_Ziel_
Schreiben Sie aus der Quelle unten den Abschnitt wörtlich ab, der bei „An die Stelle“ beginnt und bei „Gulda (Verein RE.F.U.G.I.U.S.)“ endet.

_Quelle_
☆ ☆ ☆ ☆ ☆

An die Stelle der Vergangenheitsbewältigung ist immer klarer die Vergangenheitsbewahrung getreten. Sie beginnt mit der Einsicht in die Unbeendbarkeit der Schuld und die Irreparabilität des Schadens, für den es keine Wiedergutmachung und Versöhnung gibt - nur die Solidarität in der Erinnerung.

2015: Tagung: "Und wenn der Krieg vorbei ist ...?"

Im März 2015 jährte sich der Tag des „Kreuzstadlmassakers“ in Rechnitz zum 70. Mal. Zu diesem Anlass lud der Verein RE.F.U.G.I.U.S. zu einem Symposium in Oberwart und einer Gedenkveranstaltung in Rechnitz ein. Dr. Rainer Possert hielt im Zuge des Symposiums einen Vortrag zum Thema  „Der „vergessene“ Holocaust in Graz – Liebenau“.

Programm:

Samstag, 21. März 2015: 11:00 Uhr Offenes Haus Oberwart

Begrüßung:

  • Paul Gulda (Verein RE.F.U.G.I.U.S.)

☆ ☆ ☆ ☆ ☆

_Bereitgestellte Einträge_
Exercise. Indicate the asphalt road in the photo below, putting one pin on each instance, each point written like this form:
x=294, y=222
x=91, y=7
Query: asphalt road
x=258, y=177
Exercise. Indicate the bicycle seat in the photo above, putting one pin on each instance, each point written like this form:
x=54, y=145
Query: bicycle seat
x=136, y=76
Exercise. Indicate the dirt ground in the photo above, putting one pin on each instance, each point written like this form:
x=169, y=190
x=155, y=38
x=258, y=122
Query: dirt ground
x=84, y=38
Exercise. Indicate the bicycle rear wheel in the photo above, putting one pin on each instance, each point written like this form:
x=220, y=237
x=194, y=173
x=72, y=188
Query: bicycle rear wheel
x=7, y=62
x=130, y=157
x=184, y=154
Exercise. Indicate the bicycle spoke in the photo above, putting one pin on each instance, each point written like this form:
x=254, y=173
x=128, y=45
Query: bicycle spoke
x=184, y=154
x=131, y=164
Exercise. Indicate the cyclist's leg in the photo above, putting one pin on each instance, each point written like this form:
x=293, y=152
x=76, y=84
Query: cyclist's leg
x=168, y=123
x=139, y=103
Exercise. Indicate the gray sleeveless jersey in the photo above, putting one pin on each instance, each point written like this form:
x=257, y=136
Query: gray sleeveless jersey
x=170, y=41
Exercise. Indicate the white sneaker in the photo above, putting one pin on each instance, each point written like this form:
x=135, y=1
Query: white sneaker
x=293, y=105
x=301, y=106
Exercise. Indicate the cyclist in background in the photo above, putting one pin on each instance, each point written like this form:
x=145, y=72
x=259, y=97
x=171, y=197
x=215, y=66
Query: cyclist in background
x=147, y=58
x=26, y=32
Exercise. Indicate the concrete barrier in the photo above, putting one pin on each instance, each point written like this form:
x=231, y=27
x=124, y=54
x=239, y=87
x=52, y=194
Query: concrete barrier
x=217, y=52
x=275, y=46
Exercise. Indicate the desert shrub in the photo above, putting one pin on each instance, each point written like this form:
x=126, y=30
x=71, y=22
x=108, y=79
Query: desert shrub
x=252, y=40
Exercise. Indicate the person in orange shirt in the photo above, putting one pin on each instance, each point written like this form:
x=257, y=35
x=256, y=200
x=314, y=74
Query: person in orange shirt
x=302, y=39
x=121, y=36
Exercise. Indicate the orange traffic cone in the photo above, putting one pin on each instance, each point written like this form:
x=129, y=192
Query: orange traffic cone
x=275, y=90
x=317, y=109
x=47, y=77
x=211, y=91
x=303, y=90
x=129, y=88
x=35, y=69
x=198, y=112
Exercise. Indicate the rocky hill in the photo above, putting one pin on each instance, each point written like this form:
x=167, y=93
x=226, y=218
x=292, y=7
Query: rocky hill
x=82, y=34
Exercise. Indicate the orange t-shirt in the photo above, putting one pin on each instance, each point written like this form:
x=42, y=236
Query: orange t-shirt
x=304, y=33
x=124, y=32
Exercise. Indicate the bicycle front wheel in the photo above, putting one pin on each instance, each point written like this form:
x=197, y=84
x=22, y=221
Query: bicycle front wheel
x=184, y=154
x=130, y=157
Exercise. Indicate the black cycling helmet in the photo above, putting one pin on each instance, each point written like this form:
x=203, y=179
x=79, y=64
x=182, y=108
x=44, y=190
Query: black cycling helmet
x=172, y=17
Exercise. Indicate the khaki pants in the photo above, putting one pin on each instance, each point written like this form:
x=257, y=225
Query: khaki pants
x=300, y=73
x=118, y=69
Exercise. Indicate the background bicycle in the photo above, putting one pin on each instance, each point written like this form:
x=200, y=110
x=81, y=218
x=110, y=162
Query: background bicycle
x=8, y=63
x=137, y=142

☆ ☆ ☆ ☆ ☆

_Ergebnis der Aufgabe_
An die Stelle der Vergangenheitsbewältigung ist immer klarer die Vergangenheitsbewahrung getreten. Sie beginnt mit der Einsicht in die Unbeendbarkeit der Schuld und die Irreparabilität des Schadens, für den es keine Wiedergutmachung und Versöhnung gibt - nur die Solidarität in der Erinnerung.

2015: Tagung: "Und wenn der Krieg vorbei ist ...?"

Im März 2015 jährte sich der Tag des „Kreuzstadlmassakers“ in Rechnitz zum 70. Mal. Zu diesem Anlass lud der Verein RE.F.U.G.I.U.S. zu einem Symposium in Oberwart und einer Gedenkveranstaltung in Rechnitz ein. Dr. Rainer Possert hielt im Zuge des Symposiums einen Vortrag zum Thema  „Der „vergessene“ Holocaust in Graz – Liebenau“.

Programm:

Samstag, 21. März 2015: 11:00 Uhr Offenes Haus Oberwart

Begrüßung:

  • Paul Gulda (Verein RE.F.U.G.I.U.S.)